▶ _What is required_
Lines before the one containing "the white collared" are excluded. Repeat that line and every line after it, exactly.

▶ _Entries provided_
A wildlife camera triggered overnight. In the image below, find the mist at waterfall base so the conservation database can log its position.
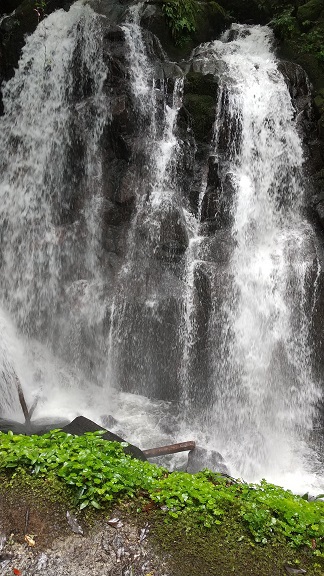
[0,2,324,491]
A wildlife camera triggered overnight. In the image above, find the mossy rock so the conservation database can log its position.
[193,1,232,44]
[314,93,324,115]
[221,0,272,24]
[183,94,215,142]
[184,72,217,98]
[297,0,324,23]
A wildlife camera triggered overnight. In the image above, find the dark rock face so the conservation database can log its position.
[186,446,229,474]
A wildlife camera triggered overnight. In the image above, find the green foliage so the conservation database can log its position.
[0,430,324,556]
[162,0,226,45]
[301,23,324,62]
[270,5,297,39]
[162,0,199,43]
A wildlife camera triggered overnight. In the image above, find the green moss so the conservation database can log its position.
[150,510,324,576]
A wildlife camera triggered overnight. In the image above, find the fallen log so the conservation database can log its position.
[143,440,196,458]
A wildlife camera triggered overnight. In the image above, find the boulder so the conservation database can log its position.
[186,446,229,474]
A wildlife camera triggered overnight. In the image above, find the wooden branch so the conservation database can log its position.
[143,440,196,458]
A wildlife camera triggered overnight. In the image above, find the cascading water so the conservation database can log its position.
[178,26,320,490]
[0,2,319,486]
[0,3,109,418]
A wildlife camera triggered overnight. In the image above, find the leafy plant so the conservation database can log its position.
[0,430,324,557]
[162,0,200,43]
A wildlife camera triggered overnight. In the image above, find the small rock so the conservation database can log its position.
[37,552,48,570]
[285,564,306,574]
[107,518,123,528]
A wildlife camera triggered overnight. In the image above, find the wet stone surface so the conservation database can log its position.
[0,518,170,576]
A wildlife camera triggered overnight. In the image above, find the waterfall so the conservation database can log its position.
[180,26,320,488]
[0,1,322,489]
[0,2,110,412]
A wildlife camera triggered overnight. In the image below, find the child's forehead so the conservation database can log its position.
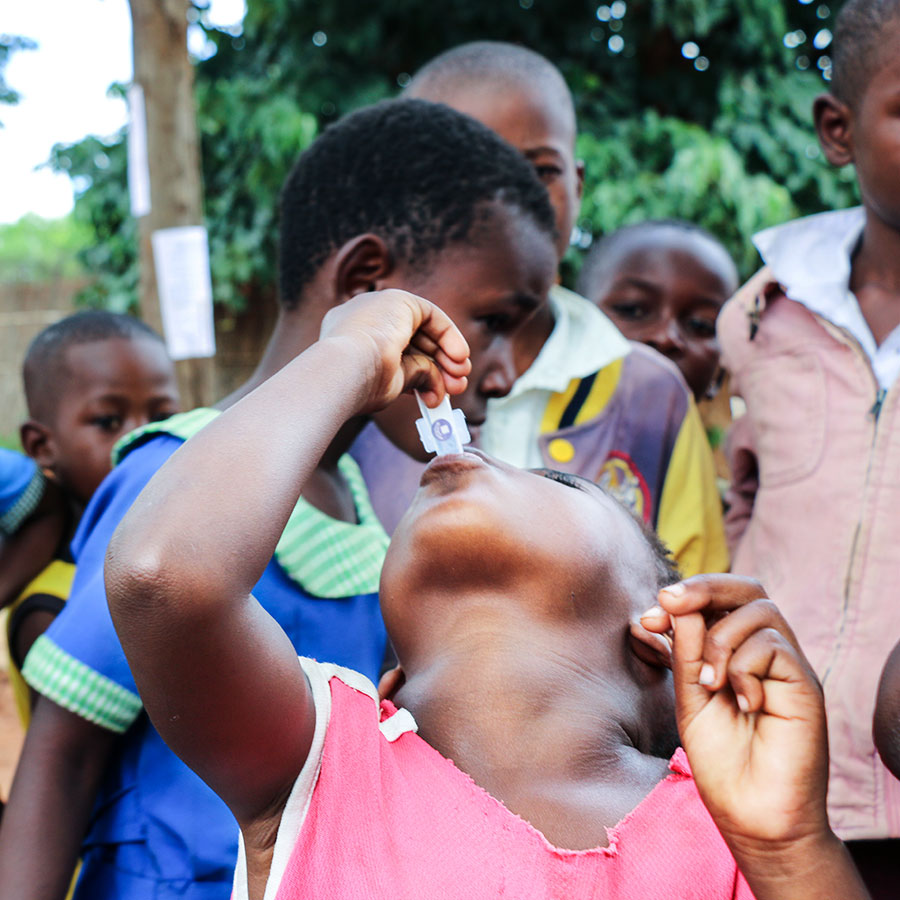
[415,72,575,149]
[598,225,737,292]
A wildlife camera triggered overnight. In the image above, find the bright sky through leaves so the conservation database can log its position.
[0,0,245,223]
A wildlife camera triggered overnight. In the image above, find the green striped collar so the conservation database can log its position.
[113,408,390,599]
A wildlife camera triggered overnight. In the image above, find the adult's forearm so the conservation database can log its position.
[731,833,871,900]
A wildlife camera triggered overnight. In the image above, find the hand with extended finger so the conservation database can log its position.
[642,575,828,845]
[320,290,472,413]
[637,575,869,900]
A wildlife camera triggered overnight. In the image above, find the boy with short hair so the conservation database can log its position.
[578,219,738,403]
[719,0,900,884]
[0,100,556,900]
[6,310,178,725]
[354,41,728,575]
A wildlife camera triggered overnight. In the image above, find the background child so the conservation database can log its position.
[0,447,65,609]
[719,0,900,884]
[578,219,738,402]
[354,41,728,574]
[107,292,865,900]
[7,311,178,724]
[0,101,556,900]
[578,219,738,482]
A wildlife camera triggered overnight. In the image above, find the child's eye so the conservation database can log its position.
[478,313,513,334]
[684,316,716,338]
[610,302,650,322]
[91,415,123,434]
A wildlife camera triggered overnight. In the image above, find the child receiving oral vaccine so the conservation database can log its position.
[106,291,867,900]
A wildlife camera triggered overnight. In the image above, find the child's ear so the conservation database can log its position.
[813,94,853,166]
[628,619,672,669]
[575,159,584,203]
[378,665,406,700]
[334,234,395,303]
[19,419,56,470]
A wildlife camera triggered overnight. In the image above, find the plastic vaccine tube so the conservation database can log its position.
[413,391,472,456]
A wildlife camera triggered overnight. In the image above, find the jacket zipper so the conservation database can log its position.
[810,310,887,688]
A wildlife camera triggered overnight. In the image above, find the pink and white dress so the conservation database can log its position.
[234,659,753,900]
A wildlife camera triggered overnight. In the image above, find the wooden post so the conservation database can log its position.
[129,0,213,409]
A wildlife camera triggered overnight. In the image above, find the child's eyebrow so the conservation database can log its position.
[523,145,562,159]
[529,469,594,492]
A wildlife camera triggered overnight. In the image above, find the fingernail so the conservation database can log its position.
[641,606,668,619]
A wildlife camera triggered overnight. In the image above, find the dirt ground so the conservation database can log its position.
[0,636,25,800]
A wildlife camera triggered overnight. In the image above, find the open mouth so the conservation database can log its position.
[419,449,489,486]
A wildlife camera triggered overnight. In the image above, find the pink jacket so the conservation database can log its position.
[718,269,900,839]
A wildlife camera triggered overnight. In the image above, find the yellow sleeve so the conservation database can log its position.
[656,397,728,578]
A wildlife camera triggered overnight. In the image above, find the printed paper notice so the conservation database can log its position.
[128,84,150,219]
[152,225,216,359]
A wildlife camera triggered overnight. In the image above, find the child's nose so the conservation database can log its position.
[647,317,684,356]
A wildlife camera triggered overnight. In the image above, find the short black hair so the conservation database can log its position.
[830,0,900,108]
[577,219,738,299]
[22,310,162,420]
[404,41,575,137]
[279,99,556,309]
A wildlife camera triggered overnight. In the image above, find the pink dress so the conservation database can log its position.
[234,659,752,900]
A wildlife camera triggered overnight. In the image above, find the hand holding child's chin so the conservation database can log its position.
[319,289,472,413]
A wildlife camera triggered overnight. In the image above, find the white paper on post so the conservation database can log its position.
[151,225,216,359]
[127,84,150,219]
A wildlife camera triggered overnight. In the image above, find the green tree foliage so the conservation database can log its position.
[0,34,37,128]
[53,0,855,308]
[0,215,91,283]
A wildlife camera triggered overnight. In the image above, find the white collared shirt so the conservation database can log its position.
[753,206,900,390]
[481,285,630,469]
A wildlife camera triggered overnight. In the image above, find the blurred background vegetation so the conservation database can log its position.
[0,0,857,311]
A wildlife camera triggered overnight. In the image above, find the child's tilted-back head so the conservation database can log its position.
[813,0,900,220]
[578,219,738,399]
[405,41,584,257]
[22,311,178,504]
[381,452,678,692]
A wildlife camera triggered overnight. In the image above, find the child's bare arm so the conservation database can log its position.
[872,643,900,778]
[106,291,469,825]
[0,697,116,900]
[643,575,868,900]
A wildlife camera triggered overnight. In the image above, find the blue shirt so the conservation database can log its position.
[26,434,387,900]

▶ _Problem solution_
A wildlife camera triggered overnight. In the image above, find the white collared shirt so the conservation database can log its position.
[753,206,900,390]
[481,285,630,469]
A wildlife camera triggered overnight. In the image above, find the blurred background vegetation so the conservation database can log its position.
[0,0,857,311]
A wildlife camera triggered overnight. In the image above, find the child's tilted-back head so the conservation database can log its position.
[813,0,900,220]
[578,219,738,399]
[405,41,584,257]
[22,311,178,504]
[381,452,678,692]
A wildlife camera triggered overnight. In the image above, find the child's bare arm so the conservation database can log its position.
[872,643,900,778]
[106,291,469,825]
[0,697,116,900]
[643,575,868,900]
A wildlife camera triggered overnight. In the image above, find the blue shirt so the conservation database can log its position.
[26,434,387,900]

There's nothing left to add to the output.